**Work to complete**
Retype the data from its first line down to the line that contains "[32,349,62,408]". Include both of those lines and keep every line unchanged.
- - - - - - -
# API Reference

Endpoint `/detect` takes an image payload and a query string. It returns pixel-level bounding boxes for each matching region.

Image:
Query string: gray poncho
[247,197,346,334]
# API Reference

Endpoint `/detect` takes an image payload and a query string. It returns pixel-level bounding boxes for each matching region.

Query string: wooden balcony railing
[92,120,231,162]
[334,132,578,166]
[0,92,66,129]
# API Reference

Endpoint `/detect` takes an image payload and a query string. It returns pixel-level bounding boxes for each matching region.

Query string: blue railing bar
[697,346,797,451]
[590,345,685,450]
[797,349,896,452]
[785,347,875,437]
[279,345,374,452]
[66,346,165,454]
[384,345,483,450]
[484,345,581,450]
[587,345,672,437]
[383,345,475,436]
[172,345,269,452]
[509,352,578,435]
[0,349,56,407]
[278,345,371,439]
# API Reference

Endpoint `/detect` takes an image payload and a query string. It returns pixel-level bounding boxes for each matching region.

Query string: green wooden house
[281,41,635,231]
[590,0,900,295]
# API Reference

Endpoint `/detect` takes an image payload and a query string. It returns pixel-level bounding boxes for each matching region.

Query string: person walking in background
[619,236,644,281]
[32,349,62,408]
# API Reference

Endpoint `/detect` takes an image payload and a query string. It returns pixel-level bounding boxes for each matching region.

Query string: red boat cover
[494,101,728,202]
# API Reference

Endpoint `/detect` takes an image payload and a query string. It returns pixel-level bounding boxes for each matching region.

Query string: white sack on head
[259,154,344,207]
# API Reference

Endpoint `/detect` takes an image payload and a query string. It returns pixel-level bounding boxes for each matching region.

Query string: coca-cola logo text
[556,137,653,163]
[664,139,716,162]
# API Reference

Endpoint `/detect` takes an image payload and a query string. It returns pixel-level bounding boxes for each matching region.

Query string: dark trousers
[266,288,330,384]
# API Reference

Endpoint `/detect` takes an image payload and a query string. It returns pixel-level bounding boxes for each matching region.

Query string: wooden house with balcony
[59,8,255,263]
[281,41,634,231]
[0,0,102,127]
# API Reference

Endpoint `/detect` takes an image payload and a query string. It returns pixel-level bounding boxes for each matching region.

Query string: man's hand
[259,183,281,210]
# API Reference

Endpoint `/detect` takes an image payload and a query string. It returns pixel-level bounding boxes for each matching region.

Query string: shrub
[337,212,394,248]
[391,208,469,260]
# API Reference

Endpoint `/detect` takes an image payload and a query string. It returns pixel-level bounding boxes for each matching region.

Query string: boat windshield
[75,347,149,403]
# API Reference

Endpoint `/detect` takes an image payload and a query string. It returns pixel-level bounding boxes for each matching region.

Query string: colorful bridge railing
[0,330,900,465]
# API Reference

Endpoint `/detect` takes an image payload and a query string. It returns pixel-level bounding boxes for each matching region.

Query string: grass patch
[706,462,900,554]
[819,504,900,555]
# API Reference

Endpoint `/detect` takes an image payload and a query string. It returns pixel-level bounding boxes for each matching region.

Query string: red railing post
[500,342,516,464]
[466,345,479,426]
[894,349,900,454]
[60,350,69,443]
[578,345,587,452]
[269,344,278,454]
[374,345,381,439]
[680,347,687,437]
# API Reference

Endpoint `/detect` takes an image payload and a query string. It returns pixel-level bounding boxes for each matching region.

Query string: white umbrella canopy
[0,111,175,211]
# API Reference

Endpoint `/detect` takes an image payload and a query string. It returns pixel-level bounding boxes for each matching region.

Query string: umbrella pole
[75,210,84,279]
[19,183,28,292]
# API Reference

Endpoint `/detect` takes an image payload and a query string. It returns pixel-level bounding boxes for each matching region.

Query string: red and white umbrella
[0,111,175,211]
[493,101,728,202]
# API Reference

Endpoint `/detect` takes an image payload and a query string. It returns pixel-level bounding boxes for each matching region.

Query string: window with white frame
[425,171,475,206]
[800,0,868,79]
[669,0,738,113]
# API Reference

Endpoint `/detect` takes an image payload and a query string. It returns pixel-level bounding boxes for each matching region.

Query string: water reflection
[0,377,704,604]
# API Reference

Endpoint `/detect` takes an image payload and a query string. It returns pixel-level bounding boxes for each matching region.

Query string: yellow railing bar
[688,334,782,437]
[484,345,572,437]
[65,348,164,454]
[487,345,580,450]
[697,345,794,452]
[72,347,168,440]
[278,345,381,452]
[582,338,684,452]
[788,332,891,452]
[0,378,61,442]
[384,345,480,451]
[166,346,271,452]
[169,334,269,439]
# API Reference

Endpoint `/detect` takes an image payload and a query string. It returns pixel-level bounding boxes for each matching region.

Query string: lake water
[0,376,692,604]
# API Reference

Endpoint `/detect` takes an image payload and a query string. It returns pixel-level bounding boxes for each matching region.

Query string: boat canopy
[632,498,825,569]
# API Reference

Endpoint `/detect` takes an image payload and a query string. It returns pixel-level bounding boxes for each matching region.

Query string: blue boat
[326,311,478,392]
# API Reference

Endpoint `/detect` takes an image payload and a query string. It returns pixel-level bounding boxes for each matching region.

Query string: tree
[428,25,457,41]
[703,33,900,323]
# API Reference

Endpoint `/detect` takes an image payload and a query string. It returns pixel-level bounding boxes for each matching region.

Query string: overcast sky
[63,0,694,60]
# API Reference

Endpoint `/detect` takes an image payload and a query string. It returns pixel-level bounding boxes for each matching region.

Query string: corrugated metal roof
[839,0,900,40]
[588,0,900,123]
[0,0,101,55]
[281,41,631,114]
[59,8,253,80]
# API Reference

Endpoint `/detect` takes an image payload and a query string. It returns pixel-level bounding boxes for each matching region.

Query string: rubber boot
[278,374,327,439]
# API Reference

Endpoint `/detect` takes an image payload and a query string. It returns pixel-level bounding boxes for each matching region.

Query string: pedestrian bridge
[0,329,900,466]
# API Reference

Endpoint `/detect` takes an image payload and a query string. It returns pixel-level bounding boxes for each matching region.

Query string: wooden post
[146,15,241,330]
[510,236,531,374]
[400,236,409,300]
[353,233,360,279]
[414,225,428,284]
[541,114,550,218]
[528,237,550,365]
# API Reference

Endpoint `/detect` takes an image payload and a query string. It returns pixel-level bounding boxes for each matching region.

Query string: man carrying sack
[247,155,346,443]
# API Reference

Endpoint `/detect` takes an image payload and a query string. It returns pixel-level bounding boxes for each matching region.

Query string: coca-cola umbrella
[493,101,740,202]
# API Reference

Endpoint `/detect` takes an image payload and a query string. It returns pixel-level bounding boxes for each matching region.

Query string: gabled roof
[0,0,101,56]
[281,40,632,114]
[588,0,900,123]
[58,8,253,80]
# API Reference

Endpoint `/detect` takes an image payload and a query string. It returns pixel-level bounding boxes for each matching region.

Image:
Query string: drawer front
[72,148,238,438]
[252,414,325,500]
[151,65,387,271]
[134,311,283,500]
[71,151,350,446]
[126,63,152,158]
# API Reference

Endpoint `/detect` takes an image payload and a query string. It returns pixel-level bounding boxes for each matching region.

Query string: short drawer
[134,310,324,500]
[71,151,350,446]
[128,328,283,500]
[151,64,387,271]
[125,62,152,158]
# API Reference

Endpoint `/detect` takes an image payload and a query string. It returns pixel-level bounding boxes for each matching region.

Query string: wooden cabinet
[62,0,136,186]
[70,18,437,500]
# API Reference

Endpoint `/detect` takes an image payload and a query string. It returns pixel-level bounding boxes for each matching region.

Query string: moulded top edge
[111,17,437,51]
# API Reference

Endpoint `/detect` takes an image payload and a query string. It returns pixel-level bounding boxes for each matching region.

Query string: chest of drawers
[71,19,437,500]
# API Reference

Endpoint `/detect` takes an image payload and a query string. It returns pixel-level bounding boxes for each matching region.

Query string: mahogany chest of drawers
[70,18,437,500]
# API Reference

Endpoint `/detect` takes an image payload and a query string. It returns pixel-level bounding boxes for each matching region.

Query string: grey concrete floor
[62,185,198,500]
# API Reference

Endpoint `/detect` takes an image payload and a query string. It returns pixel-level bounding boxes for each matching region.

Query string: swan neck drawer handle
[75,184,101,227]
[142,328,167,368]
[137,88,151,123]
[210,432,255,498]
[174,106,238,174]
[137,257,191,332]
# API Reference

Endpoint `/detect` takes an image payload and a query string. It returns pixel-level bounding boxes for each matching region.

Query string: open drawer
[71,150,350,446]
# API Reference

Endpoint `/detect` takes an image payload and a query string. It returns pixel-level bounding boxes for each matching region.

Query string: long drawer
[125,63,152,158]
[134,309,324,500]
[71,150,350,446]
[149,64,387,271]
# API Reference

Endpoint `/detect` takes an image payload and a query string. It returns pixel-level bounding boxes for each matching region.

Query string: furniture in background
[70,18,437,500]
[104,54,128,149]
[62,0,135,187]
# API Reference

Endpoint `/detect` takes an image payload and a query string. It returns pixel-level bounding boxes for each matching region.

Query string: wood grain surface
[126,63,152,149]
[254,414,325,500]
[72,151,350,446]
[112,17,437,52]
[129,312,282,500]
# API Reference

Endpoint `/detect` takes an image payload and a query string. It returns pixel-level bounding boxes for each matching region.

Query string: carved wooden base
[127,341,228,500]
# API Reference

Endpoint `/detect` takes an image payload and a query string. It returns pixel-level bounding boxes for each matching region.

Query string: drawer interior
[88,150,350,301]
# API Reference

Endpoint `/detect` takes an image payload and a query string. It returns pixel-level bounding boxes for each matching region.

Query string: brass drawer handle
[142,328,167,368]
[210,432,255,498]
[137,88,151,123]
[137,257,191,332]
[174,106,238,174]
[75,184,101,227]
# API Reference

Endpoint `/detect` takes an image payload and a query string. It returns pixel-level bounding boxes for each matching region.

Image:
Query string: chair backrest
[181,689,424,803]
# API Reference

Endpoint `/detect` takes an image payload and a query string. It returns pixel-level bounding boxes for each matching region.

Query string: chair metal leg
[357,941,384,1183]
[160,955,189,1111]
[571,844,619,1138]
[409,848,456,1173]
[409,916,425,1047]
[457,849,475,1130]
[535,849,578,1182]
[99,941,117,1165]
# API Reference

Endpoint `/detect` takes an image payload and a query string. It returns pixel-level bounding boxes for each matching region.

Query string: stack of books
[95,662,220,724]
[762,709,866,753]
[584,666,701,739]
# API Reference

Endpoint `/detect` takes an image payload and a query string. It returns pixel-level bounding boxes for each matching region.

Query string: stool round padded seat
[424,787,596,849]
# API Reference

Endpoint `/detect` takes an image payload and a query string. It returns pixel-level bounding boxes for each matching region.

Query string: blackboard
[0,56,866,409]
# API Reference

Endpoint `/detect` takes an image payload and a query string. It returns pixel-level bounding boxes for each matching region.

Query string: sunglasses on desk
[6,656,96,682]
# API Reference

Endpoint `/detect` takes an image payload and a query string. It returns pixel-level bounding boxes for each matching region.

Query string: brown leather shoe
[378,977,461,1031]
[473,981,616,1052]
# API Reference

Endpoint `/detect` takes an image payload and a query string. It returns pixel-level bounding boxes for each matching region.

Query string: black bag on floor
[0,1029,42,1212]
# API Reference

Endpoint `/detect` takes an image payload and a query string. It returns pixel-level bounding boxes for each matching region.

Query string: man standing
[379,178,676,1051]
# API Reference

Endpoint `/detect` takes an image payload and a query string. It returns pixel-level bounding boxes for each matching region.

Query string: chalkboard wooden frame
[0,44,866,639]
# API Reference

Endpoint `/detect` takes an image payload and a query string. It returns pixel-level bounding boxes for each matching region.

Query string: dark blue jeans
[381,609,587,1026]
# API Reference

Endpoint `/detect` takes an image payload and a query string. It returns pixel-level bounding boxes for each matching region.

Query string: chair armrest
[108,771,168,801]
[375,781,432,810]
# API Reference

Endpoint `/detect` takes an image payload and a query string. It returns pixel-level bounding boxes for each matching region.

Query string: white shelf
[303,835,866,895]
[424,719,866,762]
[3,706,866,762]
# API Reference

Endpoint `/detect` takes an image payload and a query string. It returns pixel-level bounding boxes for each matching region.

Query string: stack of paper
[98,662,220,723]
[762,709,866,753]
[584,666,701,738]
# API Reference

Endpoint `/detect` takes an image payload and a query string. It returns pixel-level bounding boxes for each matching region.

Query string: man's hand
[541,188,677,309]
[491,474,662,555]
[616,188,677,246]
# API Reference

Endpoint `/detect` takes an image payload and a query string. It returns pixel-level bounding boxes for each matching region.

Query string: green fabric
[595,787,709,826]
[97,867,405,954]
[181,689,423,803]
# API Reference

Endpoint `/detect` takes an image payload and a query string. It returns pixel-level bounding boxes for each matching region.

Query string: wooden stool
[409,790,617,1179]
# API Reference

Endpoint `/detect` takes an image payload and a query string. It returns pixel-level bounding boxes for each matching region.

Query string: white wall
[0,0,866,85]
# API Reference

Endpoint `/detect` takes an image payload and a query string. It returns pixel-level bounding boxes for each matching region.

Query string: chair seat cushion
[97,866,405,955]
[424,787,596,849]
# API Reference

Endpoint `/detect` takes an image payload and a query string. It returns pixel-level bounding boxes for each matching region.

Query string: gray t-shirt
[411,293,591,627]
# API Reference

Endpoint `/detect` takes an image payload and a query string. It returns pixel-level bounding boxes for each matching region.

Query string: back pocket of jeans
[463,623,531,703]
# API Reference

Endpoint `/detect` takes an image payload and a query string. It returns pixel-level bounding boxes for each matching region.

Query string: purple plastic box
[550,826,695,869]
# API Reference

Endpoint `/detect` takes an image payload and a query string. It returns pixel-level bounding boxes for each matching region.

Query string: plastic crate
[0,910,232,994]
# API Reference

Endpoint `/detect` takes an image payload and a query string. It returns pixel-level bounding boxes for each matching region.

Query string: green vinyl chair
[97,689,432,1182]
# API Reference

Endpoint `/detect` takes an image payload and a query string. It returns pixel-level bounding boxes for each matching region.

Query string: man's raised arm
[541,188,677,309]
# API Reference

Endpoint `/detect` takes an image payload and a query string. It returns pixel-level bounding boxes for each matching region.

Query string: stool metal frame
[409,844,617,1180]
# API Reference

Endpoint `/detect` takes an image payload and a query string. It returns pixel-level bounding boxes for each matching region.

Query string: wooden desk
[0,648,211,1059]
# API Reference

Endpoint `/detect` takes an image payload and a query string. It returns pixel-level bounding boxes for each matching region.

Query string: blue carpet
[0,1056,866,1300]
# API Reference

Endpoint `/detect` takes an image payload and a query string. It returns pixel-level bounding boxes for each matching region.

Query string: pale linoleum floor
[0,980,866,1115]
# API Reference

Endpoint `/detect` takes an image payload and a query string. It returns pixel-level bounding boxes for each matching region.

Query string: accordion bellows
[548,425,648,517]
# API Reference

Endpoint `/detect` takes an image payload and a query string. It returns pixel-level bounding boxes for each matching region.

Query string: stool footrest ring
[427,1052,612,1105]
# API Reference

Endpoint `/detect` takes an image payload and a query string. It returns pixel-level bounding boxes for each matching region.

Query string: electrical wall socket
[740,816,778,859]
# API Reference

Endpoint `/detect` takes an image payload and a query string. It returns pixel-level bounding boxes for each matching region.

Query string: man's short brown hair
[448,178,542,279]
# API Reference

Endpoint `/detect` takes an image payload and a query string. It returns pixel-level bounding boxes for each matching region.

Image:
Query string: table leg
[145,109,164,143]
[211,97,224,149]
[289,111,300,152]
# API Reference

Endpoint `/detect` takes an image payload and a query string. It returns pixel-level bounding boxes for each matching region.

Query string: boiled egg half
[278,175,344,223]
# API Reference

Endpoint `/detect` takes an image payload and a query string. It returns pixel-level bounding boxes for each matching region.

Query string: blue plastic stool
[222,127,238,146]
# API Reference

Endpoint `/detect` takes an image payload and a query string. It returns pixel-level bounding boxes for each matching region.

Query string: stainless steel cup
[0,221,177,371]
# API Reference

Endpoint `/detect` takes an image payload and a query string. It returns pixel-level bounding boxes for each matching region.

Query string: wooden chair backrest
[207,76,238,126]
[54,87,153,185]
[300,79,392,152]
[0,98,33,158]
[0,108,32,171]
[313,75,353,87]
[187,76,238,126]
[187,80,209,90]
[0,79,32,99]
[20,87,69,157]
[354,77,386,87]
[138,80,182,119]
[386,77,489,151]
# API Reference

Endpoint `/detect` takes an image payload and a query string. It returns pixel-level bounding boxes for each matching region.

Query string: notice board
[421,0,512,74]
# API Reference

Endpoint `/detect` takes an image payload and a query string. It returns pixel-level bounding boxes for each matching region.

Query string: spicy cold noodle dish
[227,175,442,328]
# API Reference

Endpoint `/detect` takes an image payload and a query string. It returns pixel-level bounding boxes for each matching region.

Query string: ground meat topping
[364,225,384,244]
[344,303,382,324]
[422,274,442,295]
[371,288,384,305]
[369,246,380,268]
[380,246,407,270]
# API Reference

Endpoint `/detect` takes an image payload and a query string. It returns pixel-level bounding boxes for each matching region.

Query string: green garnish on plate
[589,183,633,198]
- - - - - - -
**Result**
# API Reference

Endpoint `/detect` takes an image payload and a query string. It returns pixel-level bounding boxes for each matching region.

Image:
Query string: gray poncho
[247,197,346,334]
# API Reference

Endpoint `/detect` takes an image payload and a query string. It returns pixel-level bounding boxes for each matching region.

Query string: wooden balcony railing
[92,120,231,162]
[334,132,578,166]
[0,92,66,129]
# API Reference

Endpoint `/detect` takes an image payload and a query string. It returns pixel-level bounding boxes for each matching region.

Query string: blue railing bar
[697,346,797,451]
[590,345,685,450]
[797,349,896,452]
[785,347,875,437]
[279,345,374,452]
[66,346,165,454]
[384,345,483,450]
[484,345,581,450]
[587,345,672,437]
[383,345,475,436]
[172,345,269,452]
[509,352,578,435]
[0,349,56,407]
[278,345,371,439]
# API Reference

Endpoint `/detect` takes an image payload and a query string. It returns pixel-level bounding boxes for each matching region.

Query string: green wooden house
[281,41,635,231]
[590,0,900,295]
# API Reference

Endpoint `/detect` takes an image payload and a query string. It returns pixel-level bounding boxes for each matching region.

Query string: person walking in background
[619,236,644,281]
[32,349,62,408]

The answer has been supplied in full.